__TASKS TO PERFORM__:
(1) Answer these questions from the text on COVID-19's longer term impacts on property:
(a) What does the quoted agent say is not hard to foresee?
(b) What rule have some buildings implemented for elevators?
(c) Which kind of vacation spot does the author expect to become more popular?
(2) In the text on COVID-19's longer term impacts on property, why does the author expect one bedroom apartments and apartments with no balconies to become less popular? Answer in one to three sentences.
(3) Write the next part of the text on COVID-19's longer term impacts on property, picking up after its final line.

__SUPPLIED TEXT__:
Longer term impacts of COVID-19

One agent says:

"Like most industries, it is not hard to foresee a coming downturn in the property market.  The closure of businesses, loss of employment, reduced hours, rental defaults plus the myriad of other inter-linked factors will have negative flow on impacts."

In my opinion:
  • Negative gearing will be seen for what it is -- making a loss.  In times of crisis, people understand the risk even more.  Going forward, investors will be less likely to take on the risk of negatively gearing investment properties.  So prices will fall.
  • One bedroom apartments and apartments with no balconies will be less popular.  Owners and tenants will realise living in (and not leaving) such apartments for a long time is not enjoyable. The virus or similar will come back again.
  • Large over-crowded apartment buildings with less elevator capacity will be less popular.  Some buildings have now implemented "two people only" rules for elevators.  Being in a large Meriton building, on level 50, with no balcony, and crowded elevators, with 12 small apartments per floor, does not look appealing.
  • Apartments with balconies and views will be more appealing.
  • Older people are likely to die.  This may create a surge of supply, especially in areas where older people live.
  • There will be less foreign students, and so less renters for city apartments.
  • There will be less foreign buyers.
  • Australian beach resorts will become more popular, helping beach vacation rentals.  International and cruise vacations will become less popular.
  • People are earning less, eating into savings (which were possible deposits), less likely to change jobs or move place of residence and be more risk adverse.  Prices (values) will decrease and stay flat for a while.
  • Off the plan apartment sales will drop off.
  • Renters will choose higher quality apartments over smaller apartments designed for foreign students.

Saturday, February 29, 2020

Brisbane Apartment Supply - Undersupplied?

__INFORMATION SUPPLIED__:
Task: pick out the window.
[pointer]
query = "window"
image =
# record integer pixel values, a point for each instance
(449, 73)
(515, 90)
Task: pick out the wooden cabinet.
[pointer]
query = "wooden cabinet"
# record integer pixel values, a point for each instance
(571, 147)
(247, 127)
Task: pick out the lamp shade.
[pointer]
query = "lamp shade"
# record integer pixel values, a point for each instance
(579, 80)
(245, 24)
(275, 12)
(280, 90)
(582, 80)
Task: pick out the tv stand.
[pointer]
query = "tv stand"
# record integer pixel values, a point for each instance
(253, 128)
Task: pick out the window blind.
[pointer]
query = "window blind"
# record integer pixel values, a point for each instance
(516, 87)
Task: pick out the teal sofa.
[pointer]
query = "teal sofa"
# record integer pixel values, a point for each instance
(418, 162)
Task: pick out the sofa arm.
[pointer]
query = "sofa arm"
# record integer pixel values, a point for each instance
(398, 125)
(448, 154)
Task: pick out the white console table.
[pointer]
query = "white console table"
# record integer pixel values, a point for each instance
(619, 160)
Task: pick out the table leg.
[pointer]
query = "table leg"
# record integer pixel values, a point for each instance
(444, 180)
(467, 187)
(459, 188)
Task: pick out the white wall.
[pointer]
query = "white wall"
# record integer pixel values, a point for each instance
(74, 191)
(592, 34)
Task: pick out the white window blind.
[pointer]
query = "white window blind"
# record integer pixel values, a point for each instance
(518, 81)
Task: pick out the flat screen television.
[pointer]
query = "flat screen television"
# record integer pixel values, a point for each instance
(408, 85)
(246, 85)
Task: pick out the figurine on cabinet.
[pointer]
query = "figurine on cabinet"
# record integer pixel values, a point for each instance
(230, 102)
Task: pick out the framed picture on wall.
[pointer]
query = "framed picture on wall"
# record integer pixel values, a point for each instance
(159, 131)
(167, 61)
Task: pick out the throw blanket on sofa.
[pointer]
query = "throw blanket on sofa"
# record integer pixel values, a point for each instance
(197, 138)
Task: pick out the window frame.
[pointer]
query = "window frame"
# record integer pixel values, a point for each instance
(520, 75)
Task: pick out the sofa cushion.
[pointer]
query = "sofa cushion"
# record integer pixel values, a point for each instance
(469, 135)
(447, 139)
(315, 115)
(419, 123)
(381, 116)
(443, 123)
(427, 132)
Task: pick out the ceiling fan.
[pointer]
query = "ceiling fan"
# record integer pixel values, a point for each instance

__YOUR WRITTEN ANSWERS__:
(1)
(a) A coming downturn in the property market.
(b) A "two people only" rule.
(c) Australian beach resorts.

(2) Owners and tenants will realize that living in such apartments for a long time, without leaving them, is not enjoyable. The author also expects the virus or something similar to come back.

(3)
Brisbane is predicted to be the first east coast city to experience an undersupply of apartments, having turned down earlier.  According to experts, Brisbane requires approximately 23,000 additional dwellings per annum to accommodate its growth.
In 2019 construction commenced on 2,100 apartments—a decrease of 3,000 on the 5,100 commencements recorded in 2018 and was the lowest number of commencements since 2010.

Apartment completions in Brisbane have fallen by almost half over the following two years, and in 2020 are on track to record the lowest level of completions since 2013.

One real estate agent's reaction:  The agent said the impending undersupply of apartments signals a likely ‘step up’ in market values for second hand units.  There is excellent value-for-money in the CBD with established apartments in great locations. New and ‘off the plan’ units are already selling for 15-20% more than existing stock.

Sunday, February 16, 2020

Luxury Apartment Supply

"The number of three-bedroom luxury apartments to be built in prime suburbs over the next three years is rising in Brisbane" according to the AFR (13 Feb 2020, p 34).

Luxury three bedroom apartments will make up 21% of new apartments built by 2022 "amid growing demand from downsizers and retirees."

Bulimda, Ascot and Hawthorne are areas which will are predicted to get the lion's share of these apartments.

Maybe the demand for 1 bedroom and student accommodation is falling in Brisbane, particularly with the sluggish student demand due to coronavirus.  That makes sense, because small badly designed one bedrooms have a limited market appeal.

I have seen good one bedrooms sold off the plan a few years back now selling for $100,000 less than the off the plan price.  Some developers have unsold stock that they have held for over a year.

Saturday, February 15, 2020

Lotus Tower

Chinese developer R&F Property has finished building Lotus Tower at Kangaroo Point in Brisbane.   It was built without any pre-sales.  Unusually, the sales campaign was launched when the building was complete, and it is reported about 30 apartments have been sold.

This is not a river front building.  There are not many facilities within walking distance.

The complex has street side townhouses and 188 apartments over 20 levels.

I have not been inside the complex yet.  R&F is the same developer who built Brisbane 1 Towers at South Brisbane.  This development has three towers (one primarily for short term and hotel rentals).  In my view, the apartments there are small and expensive, of average quality, and have mainly been sold to Chinese investors.  Many appear to be still available for sale.

Friday, February 14, 2020

The One Brisbane

There are many buildings in Brisbane that have "one" in their name.

One of these is The One Residences.  This complex is on the old Courts site and includes in this development the W Hotel and an office building.  It is located on George St in Brisbane, and is above a new shopping mall, Brisbane Quarter, that is mostly empty.  Some restaurants here have already closed down.  There appear to be mostly Asian style restaurants remaining.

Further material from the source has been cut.